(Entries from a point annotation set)
┄┄┄┄┄┄┄┄┄┄┄┄┄┄┄┄┄┄┄┄
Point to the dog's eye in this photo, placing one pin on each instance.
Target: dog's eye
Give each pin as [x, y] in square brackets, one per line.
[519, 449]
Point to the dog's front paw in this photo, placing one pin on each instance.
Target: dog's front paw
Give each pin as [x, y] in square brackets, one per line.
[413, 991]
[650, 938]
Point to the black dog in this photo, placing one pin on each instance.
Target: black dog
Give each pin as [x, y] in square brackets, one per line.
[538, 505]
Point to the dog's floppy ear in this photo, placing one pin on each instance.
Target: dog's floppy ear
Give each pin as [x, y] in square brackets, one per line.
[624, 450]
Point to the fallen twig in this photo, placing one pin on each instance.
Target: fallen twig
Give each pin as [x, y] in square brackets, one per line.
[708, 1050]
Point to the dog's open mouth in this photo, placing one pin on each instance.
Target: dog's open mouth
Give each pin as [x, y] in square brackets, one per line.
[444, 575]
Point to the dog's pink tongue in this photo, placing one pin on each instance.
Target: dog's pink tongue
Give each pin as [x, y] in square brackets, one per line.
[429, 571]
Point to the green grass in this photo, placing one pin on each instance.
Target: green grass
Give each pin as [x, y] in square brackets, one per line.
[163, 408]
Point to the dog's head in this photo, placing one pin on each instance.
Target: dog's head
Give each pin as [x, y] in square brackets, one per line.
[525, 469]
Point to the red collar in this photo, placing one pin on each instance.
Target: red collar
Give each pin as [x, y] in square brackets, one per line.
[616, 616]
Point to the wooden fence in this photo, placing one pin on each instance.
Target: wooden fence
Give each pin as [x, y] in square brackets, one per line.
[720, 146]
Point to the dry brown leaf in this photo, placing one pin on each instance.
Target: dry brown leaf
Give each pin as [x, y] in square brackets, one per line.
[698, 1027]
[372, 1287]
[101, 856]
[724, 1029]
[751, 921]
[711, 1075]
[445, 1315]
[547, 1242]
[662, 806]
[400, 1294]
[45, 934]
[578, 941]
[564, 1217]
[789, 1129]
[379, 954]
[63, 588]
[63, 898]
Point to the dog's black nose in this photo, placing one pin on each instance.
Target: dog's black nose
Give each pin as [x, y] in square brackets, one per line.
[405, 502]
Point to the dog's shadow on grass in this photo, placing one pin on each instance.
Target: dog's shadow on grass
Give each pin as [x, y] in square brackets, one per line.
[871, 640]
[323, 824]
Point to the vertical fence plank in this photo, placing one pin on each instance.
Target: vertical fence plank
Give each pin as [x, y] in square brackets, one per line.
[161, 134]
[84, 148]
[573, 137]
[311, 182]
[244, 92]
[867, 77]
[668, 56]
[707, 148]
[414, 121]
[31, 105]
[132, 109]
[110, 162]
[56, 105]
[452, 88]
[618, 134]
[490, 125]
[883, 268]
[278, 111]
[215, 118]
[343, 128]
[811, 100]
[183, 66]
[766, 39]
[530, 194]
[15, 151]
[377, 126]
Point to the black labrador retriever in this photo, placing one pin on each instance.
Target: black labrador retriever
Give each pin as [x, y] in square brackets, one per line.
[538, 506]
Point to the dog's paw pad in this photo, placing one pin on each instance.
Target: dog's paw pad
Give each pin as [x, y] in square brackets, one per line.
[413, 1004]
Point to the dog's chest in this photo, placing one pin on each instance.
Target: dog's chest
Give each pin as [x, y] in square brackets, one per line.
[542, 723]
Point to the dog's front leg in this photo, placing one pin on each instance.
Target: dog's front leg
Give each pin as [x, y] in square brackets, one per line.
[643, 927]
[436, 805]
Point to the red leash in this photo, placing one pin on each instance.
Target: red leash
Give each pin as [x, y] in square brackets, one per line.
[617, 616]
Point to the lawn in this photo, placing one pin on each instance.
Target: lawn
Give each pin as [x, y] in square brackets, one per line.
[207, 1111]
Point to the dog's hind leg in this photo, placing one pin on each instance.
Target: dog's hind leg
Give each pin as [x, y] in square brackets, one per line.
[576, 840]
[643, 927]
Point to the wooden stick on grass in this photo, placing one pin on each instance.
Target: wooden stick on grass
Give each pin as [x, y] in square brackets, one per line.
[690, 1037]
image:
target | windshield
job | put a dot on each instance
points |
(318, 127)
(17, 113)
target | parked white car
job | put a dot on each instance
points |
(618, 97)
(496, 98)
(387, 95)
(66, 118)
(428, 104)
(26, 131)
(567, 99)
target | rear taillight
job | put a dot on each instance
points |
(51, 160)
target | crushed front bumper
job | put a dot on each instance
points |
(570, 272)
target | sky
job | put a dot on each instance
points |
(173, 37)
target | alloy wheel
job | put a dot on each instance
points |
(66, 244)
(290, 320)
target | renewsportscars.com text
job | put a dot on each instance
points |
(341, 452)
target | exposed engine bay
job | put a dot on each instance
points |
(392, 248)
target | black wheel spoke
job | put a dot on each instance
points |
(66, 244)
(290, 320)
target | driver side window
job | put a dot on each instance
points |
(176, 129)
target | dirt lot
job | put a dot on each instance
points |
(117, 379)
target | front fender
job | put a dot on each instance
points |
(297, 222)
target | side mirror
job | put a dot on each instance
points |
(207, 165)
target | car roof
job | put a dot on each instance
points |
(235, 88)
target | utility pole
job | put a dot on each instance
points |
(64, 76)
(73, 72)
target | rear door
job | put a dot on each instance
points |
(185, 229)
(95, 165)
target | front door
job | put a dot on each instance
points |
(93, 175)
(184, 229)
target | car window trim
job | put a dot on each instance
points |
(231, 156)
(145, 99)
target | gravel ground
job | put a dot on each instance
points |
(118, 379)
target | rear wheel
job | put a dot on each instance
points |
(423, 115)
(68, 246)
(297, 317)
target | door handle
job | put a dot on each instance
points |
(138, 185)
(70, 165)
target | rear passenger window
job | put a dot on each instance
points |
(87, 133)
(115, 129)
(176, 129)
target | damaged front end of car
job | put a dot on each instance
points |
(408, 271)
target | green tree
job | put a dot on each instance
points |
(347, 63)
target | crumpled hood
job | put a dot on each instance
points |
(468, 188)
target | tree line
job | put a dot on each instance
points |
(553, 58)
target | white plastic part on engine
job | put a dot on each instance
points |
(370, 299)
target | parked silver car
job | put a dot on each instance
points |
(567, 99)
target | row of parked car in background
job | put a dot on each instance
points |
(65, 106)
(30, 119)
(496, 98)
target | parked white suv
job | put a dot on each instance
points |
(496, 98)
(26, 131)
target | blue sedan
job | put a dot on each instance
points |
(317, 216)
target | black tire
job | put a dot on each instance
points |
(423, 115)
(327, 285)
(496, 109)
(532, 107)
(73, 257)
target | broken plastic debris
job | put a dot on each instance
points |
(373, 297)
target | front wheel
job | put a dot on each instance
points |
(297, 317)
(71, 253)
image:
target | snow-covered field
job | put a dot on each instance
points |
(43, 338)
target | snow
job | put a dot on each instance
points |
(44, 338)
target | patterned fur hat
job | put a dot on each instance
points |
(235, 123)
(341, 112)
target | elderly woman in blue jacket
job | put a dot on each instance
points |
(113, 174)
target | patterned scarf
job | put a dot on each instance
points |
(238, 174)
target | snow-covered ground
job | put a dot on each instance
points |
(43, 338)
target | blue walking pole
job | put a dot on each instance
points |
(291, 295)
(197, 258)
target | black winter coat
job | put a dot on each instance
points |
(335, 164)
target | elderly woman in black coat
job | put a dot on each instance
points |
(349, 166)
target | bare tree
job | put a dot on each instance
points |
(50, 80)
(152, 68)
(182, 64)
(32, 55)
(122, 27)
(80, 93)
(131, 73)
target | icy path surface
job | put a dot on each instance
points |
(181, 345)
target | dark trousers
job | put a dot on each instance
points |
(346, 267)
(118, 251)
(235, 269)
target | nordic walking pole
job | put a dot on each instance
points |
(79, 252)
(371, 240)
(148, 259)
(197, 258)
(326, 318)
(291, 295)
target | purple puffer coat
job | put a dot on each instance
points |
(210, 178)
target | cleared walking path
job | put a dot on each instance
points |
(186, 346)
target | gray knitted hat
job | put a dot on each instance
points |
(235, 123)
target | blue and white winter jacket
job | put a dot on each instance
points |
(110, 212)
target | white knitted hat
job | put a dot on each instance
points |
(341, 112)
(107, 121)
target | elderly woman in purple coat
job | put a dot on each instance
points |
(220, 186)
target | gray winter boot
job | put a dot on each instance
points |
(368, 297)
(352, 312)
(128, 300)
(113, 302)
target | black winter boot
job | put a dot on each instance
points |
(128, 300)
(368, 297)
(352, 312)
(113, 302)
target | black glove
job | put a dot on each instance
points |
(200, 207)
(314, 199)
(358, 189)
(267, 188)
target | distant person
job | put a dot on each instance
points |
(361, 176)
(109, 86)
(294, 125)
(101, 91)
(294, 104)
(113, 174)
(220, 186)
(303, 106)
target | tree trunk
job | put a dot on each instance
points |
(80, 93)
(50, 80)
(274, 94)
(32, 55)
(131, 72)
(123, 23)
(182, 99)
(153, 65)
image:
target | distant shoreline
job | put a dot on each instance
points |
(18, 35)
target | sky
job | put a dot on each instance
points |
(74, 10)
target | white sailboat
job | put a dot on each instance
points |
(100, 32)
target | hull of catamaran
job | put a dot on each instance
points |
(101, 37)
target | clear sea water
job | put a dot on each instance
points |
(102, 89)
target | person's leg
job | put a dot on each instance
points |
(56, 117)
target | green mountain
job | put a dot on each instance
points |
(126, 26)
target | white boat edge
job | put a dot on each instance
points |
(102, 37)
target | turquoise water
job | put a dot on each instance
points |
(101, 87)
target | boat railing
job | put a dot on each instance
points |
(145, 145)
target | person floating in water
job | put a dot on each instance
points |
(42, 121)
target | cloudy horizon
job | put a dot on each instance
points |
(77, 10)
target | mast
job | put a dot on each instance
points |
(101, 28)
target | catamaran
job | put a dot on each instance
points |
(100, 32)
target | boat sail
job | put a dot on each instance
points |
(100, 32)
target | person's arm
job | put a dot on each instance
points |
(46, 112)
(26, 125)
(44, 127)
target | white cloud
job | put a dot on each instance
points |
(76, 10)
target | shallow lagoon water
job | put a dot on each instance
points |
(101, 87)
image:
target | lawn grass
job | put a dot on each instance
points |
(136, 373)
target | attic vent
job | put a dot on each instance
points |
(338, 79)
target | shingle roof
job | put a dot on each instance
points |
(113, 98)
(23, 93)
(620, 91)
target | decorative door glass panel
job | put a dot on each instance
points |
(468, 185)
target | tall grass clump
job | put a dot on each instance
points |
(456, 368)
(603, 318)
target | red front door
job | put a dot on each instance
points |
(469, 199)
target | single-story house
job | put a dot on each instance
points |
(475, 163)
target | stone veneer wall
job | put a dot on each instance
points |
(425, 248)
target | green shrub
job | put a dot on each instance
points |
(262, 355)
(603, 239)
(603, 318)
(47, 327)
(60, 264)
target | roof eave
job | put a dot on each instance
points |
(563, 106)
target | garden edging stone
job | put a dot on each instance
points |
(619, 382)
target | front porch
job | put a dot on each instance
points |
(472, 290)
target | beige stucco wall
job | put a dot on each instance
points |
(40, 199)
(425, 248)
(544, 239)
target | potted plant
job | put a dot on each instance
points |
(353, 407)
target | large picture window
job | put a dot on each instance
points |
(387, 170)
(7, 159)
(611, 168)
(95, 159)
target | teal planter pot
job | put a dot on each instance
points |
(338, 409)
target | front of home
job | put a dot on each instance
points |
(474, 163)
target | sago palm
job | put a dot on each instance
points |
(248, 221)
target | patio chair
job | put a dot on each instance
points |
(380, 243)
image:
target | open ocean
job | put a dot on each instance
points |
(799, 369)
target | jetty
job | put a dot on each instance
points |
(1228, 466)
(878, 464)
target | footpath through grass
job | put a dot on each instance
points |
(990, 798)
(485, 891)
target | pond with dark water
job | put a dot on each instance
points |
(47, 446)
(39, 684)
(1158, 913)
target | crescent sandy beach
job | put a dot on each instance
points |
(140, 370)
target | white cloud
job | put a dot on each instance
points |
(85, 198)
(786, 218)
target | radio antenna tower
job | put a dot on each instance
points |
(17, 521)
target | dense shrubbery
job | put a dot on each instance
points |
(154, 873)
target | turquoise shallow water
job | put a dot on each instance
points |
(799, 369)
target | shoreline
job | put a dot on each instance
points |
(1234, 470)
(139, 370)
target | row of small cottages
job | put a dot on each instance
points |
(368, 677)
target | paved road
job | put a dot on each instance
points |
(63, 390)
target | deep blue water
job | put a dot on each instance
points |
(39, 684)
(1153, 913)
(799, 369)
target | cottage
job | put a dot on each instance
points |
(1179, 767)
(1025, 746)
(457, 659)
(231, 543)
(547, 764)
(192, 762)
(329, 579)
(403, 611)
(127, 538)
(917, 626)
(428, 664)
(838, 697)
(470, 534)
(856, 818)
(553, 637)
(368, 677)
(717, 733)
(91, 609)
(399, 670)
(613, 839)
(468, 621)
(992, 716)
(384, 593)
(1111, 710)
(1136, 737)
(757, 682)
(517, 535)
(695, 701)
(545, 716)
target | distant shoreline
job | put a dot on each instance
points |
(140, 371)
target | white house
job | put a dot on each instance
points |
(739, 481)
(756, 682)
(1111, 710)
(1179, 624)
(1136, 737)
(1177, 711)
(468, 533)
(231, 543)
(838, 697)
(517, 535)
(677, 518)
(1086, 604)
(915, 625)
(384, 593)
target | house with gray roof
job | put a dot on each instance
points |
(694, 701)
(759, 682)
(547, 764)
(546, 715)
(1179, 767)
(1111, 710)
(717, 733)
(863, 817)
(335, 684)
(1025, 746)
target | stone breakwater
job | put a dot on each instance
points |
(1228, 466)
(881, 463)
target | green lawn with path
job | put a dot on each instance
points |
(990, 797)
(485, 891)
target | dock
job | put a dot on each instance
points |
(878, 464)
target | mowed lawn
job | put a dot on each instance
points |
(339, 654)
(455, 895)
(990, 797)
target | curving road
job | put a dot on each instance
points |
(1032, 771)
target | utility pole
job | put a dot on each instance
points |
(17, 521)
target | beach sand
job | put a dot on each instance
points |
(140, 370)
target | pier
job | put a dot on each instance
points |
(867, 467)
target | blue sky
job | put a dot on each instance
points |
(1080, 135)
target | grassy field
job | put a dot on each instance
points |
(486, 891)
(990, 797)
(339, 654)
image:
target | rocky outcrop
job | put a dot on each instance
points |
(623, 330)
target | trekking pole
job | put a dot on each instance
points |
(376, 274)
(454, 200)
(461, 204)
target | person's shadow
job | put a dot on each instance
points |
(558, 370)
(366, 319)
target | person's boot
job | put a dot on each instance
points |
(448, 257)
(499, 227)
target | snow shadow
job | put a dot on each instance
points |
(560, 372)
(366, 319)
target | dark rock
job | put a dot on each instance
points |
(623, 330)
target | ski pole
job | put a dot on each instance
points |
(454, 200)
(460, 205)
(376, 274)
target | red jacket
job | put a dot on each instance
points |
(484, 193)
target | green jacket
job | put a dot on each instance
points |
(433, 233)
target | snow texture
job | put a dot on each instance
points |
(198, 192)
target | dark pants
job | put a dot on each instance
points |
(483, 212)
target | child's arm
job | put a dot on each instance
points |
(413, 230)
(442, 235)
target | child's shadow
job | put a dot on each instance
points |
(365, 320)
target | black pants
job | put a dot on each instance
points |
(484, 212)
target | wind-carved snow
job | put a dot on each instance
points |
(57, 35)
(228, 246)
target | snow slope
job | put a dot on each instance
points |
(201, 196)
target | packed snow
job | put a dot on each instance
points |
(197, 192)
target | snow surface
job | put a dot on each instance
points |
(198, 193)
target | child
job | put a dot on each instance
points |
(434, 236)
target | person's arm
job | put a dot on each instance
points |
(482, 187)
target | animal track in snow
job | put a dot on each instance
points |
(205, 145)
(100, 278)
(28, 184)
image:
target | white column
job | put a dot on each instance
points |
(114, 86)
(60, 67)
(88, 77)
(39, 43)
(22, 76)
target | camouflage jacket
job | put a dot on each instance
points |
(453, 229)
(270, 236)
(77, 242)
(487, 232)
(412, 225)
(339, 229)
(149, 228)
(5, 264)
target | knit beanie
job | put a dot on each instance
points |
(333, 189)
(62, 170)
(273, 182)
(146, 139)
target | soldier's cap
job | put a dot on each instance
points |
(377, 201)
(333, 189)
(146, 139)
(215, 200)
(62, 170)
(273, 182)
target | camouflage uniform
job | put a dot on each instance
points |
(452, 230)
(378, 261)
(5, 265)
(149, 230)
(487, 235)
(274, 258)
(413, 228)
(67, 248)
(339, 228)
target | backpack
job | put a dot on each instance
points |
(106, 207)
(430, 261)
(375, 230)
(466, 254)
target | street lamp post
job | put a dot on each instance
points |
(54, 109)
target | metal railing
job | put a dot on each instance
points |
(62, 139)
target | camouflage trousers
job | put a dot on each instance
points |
┄┄┄┄┄┄┄┄┄┄┄┄┄┄┄┄┄┄┄┄
### WHAT THIS TASK INVOLVES
Starting at the line that contains "target | knit beanie", write out every line to the end of the entries, exactly as given.

### RESPONSE TO THE TASK
target | knit beanie
job | put a dot on each instance
points |
(333, 189)
(62, 170)
(273, 182)
(146, 139)
target | soldier's cap
job | put a dot on each instance
points |
(377, 201)
(333, 189)
(146, 139)
(215, 200)
(62, 170)
(273, 182)
target | camouflage uniform
job | put a dot on each instance
points |
(452, 230)
(378, 261)
(5, 265)
(149, 230)
(487, 235)
(274, 258)
(413, 228)
(67, 248)
(339, 228)
target | backpack
job | put a dot on each instance
points |
(106, 207)
(430, 261)
(375, 230)
(466, 254)
target | street lamp post
job | put a dot on each instance
points |
(54, 109)
target | metal railing
job | put a dot on each instance
points |
(62, 139)
target | camouflage trousers
job | put a dot on each instance
points |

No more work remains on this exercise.